### AUSGANGSTEXT
________

Von Mira Gajevic 03.04.2014, 17:19
Das Internet bietet Kriminellen eine große Angriffsfläche.
Das Internet bietet Kriminellen eine große Angriffsfläche. dpa Lizenz

Weimar - In Weimar diskutierten Richter, Ermittler und Datenschützer auf dem Richter- und Staatsanwaltstag noch über die Probleme bei der Verfolgung von Straftaten im Internet, da wurde bekannt, dass 300 Kilometer entfernt im niedersächsischen Verden die Staatsanwaltschaft in letzter Zeit offenbar  gut gearbeitet hat: Die  Ermittler haben  einen Datensatz von 18 Millionen gestohlenen E-Mail-Adressen inklusive Passwörtern entdeckt. Es werde vermutet, dass die Datensätze derzeit aktiv missbraucht würden, bestätigte Lutz Gaebel, Sprecher der Staatsanwaltschaft Verden, einen Bericht von Spiegel Online. Die Behörde hat den Datensatz dem Bundesamt für Sicherheit in der Informationstechnik zur „Einleitung von Maßnahmen zur Gefahrenabwehr“ weitergegeben.

________

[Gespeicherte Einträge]
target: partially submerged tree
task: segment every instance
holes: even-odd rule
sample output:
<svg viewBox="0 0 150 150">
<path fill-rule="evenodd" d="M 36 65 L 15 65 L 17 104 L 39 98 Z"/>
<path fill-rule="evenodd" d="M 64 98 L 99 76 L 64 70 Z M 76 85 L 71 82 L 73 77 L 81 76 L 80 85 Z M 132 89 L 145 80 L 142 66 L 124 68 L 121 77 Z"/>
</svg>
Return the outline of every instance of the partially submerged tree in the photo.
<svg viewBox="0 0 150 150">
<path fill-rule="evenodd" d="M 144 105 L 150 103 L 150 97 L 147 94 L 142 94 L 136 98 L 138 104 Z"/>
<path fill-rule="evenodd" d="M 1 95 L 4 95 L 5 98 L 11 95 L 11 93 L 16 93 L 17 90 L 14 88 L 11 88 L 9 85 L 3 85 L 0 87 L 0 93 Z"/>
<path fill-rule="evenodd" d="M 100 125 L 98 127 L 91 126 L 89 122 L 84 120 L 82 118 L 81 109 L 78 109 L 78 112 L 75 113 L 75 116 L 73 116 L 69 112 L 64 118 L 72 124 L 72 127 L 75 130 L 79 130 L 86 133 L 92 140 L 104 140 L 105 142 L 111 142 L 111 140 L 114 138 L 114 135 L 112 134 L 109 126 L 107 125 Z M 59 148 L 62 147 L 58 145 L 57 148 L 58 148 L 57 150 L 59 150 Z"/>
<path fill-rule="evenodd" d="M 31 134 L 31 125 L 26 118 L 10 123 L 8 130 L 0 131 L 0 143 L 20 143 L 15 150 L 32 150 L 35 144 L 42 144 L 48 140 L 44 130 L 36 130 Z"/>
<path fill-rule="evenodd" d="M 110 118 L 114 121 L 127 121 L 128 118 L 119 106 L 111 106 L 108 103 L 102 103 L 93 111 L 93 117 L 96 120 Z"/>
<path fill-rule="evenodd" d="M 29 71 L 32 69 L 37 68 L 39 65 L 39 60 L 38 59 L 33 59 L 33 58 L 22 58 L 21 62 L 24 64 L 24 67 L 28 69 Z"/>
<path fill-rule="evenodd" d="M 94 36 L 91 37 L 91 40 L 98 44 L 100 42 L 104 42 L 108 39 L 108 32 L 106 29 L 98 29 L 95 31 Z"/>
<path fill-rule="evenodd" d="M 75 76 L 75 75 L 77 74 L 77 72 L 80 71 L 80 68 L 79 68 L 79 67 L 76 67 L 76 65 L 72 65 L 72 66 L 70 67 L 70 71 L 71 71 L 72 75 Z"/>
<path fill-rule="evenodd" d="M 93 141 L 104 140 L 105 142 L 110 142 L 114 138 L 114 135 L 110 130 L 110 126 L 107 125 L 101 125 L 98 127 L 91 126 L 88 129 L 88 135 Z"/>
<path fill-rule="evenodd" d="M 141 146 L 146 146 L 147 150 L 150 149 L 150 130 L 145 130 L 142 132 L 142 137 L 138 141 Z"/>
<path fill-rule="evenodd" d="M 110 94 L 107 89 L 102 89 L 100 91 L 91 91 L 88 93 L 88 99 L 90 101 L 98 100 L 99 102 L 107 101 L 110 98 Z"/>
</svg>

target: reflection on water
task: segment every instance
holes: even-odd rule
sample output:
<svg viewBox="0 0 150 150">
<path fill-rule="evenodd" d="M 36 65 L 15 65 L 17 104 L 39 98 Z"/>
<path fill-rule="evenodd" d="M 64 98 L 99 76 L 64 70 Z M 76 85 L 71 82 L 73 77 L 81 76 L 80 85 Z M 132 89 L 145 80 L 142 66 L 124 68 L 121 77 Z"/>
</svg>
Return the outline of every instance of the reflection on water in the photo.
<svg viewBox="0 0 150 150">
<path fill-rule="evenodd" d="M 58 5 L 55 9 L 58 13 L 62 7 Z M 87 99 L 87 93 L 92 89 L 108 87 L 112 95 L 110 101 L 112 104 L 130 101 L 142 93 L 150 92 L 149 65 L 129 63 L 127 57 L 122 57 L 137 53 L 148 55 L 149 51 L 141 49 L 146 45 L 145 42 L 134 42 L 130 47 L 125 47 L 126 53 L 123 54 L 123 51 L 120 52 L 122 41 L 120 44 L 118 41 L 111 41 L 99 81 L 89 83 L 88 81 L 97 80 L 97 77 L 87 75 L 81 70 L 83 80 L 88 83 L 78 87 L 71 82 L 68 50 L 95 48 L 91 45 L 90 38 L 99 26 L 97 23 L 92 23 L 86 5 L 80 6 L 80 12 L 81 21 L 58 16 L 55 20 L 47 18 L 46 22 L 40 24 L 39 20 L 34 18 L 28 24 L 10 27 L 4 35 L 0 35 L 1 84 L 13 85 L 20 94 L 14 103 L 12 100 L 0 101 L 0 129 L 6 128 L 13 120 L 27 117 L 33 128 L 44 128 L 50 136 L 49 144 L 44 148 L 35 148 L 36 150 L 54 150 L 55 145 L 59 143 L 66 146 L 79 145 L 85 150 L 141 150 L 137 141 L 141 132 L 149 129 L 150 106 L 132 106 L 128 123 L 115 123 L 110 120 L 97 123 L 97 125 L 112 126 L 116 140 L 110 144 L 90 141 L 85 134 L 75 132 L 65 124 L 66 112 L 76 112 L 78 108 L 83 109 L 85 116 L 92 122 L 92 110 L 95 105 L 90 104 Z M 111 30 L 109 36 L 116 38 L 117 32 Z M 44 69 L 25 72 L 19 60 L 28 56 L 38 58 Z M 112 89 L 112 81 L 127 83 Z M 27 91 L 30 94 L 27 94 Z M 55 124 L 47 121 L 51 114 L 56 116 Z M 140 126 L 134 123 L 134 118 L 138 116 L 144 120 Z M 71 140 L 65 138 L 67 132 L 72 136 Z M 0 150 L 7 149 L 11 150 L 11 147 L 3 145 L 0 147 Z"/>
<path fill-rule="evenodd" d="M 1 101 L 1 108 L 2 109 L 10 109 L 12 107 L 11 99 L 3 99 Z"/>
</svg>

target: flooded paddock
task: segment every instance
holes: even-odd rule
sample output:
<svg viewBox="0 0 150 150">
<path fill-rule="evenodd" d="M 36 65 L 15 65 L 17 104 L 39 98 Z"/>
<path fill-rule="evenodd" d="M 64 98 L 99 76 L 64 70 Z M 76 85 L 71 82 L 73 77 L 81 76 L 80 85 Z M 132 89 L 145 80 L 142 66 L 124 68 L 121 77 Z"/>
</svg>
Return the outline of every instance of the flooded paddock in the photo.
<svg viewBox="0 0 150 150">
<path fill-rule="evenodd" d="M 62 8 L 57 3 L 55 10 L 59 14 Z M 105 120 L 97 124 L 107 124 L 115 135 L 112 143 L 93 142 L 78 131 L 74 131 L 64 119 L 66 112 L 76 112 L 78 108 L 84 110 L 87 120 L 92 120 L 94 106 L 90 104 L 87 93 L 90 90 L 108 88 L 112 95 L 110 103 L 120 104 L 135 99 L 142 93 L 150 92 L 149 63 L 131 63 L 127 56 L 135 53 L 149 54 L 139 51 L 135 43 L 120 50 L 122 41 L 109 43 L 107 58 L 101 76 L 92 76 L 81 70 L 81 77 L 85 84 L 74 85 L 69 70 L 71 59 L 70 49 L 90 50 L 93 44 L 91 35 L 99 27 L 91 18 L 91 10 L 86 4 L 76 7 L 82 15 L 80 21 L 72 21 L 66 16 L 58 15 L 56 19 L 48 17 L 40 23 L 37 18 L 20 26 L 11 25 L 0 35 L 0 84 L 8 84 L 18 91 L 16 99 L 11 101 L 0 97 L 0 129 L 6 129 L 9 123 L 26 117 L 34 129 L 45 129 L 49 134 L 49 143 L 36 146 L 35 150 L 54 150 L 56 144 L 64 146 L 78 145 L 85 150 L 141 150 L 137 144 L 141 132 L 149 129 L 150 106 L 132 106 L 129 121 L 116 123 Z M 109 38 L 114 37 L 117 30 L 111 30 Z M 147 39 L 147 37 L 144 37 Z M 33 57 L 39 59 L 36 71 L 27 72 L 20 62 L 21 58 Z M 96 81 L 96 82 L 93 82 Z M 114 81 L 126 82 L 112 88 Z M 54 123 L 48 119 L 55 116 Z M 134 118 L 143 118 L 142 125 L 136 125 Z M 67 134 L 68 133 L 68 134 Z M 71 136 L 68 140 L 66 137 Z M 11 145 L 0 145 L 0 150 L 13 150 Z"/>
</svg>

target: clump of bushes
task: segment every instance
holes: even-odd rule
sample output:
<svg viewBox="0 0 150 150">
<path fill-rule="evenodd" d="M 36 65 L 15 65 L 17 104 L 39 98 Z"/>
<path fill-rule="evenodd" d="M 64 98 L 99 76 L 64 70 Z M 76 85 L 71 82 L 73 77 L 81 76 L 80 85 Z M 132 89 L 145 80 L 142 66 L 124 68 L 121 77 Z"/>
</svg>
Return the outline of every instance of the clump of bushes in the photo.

________

### AUFGABEN
A – Wie groß ist laut dem Bericht über die gestohlenen Zugangsdaten der Datensatz, den die Ermittler in Verden entdeckt haben?
B – Welche Berufsgruppen diskutierten laut dem Bericht über die gestohlenen Zugangsdaten in Weimar? Nenne alle.
C – Setze bitte den Bericht über die gestohlenen Zugangsdaten nach seinem letzten Satz fort.
Die Liste steht in keinem Zusammenhang mit dem Bericht über die gestohlenen Zugangsdaten.

### LÖSUNGEN
A – 18 Millionen gestohlene E-Mail-Adressen inklusive Passwörtern.

B – Richter, Ermittler, Datenschützer

C –
Wie Spiegel Online berichtete, dürften mindestens drei Millionen Menschen in Deutschland von allen Providern davon betroffen sein. Demnach könnten viele Mails wegen internationaler Endungen wie .com aber noch nicht eindeutig zugeordnet werden. Erst vor wenigen Monaten war ein Paket von rund 16 Millionen geklauten Mail-Adressen gefunden worden. Die Staatsanwaltschaft geht davon aus, dass es sich bei den aktuell entdeckten Daten um „frische Mail-Konten“ handelt, die nicht in weiten Teilen mit dem im vergangenen Jahr entdeckten Bestand identisch sind.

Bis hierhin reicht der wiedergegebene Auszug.